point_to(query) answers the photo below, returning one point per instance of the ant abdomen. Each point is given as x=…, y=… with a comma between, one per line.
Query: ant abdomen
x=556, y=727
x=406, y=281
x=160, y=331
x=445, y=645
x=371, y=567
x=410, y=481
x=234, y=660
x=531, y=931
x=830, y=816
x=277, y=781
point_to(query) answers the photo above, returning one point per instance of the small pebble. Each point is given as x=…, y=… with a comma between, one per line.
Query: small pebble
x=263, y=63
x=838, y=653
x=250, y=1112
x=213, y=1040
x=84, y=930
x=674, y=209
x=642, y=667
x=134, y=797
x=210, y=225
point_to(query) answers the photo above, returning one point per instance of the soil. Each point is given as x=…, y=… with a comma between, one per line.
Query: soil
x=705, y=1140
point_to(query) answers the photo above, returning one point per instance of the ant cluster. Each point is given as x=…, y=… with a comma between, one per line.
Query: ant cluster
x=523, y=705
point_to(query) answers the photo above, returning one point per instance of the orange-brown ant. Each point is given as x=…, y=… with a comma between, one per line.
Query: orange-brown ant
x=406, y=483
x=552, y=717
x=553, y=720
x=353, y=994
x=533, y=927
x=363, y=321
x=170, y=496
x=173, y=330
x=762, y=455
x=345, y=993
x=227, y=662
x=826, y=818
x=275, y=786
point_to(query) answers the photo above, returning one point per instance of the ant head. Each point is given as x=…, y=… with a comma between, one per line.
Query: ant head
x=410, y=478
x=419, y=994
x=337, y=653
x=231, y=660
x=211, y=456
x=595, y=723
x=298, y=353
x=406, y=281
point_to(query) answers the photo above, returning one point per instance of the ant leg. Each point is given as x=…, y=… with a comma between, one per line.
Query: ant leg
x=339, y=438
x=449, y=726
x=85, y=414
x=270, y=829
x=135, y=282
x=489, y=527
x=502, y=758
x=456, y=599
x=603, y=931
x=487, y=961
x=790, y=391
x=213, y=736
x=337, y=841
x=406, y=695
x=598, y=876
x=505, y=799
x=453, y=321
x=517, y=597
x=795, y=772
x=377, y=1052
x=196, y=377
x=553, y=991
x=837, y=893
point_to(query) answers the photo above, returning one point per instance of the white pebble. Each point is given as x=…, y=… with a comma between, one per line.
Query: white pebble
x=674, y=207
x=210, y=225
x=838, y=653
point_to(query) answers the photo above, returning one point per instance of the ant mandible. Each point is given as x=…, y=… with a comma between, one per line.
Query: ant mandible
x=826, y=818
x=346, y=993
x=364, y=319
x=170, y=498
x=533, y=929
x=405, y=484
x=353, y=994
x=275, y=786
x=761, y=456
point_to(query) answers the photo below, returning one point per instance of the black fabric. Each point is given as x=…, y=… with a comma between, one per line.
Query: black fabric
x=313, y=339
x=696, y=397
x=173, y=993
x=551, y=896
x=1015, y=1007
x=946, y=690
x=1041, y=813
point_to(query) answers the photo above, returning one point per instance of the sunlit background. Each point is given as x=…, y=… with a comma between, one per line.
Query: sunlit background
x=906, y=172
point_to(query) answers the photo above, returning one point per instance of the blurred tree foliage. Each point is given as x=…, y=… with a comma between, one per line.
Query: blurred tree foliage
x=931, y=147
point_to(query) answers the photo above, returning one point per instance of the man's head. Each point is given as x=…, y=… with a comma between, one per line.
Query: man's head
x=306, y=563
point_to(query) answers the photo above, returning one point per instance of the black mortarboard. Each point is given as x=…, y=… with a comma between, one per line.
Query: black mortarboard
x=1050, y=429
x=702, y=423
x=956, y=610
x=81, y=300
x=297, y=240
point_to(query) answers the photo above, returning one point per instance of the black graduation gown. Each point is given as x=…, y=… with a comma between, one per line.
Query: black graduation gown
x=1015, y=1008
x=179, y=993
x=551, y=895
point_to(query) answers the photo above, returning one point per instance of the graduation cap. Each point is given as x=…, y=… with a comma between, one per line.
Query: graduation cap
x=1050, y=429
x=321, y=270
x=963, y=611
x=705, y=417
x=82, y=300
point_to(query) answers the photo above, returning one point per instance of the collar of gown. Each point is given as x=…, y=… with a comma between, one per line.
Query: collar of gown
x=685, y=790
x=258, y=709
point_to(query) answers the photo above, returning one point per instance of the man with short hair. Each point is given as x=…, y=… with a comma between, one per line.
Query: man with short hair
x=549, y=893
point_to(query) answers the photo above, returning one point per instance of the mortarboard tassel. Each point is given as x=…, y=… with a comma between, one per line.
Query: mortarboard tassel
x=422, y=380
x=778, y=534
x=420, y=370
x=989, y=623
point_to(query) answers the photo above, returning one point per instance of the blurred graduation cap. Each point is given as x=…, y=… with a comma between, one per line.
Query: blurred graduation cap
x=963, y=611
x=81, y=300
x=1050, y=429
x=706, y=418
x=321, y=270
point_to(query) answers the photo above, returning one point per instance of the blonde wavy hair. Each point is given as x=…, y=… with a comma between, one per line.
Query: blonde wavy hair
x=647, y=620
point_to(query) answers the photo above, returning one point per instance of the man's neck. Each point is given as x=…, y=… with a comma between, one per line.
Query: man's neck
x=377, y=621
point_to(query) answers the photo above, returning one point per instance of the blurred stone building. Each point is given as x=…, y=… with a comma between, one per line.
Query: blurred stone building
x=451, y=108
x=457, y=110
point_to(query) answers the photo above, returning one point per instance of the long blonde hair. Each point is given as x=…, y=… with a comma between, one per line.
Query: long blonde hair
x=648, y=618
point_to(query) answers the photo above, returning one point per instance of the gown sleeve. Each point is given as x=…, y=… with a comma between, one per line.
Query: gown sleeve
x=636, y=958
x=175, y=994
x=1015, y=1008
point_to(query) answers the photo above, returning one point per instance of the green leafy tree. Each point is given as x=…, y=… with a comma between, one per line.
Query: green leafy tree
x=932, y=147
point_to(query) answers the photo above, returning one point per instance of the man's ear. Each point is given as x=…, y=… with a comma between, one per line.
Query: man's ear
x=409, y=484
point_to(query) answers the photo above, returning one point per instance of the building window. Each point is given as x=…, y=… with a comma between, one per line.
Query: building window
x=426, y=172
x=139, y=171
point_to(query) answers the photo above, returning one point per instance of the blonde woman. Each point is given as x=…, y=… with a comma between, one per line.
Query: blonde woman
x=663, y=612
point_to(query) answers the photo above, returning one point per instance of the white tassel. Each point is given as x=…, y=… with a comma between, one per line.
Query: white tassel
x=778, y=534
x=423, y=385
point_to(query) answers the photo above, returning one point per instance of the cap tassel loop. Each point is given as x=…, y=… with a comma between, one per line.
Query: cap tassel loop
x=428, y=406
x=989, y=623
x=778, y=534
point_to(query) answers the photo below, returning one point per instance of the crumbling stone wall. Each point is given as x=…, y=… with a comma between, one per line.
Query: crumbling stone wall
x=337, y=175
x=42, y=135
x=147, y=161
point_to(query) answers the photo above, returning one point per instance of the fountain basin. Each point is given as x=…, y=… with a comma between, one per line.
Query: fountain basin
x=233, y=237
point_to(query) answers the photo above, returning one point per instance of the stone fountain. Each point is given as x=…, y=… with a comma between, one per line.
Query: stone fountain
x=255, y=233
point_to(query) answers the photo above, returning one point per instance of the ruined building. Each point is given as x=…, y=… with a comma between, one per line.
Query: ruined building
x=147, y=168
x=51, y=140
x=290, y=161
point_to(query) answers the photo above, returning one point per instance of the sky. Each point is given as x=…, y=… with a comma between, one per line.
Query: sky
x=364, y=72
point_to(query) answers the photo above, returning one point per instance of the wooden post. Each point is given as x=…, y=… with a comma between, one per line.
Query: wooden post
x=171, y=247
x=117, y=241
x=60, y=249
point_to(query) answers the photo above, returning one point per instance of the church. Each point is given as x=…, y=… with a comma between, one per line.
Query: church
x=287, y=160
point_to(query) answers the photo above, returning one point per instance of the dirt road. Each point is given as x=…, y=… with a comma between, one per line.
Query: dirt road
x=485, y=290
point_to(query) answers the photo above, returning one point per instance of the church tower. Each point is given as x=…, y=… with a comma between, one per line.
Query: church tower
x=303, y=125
************
Task description =>
Copy the rows from the line with "of the gown" through the line with "x=663, y=612", substituting "arched window" for "building window" and leaving everything else unchanged.

Written solution =>
point_to(query) answers the photo above, returning one point per instance of the gown sleeve. Each point is given as x=…, y=… with a comma between, one per line.
Query: gown sleeve
x=636, y=958
x=175, y=994
x=1015, y=1008
point_to(query) answers the photo above, returning one point per instance of the green leafy tree. Each point is given as x=…, y=… with a comma between, one per line.
Query: green leafy tree
x=932, y=147
point_to(query) answers the photo above, returning one point per instance of the man's ear. Each point is given as x=…, y=… with a comma between, one per line.
Query: man's ear
x=409, y=484
point_to(query) answers the photo above, returning one point per instance of the arched window. Each point is given as x=…, y=… with a comma between, one per line.
Query: arched window
x=426, y=172
x=139, y=171
point_to(query) answers the photo above, returning one point per instance of the blonde woman. Each point is given as x=…, y=… with a comma between, one per line.
Query: blonde woman
x=663, y=612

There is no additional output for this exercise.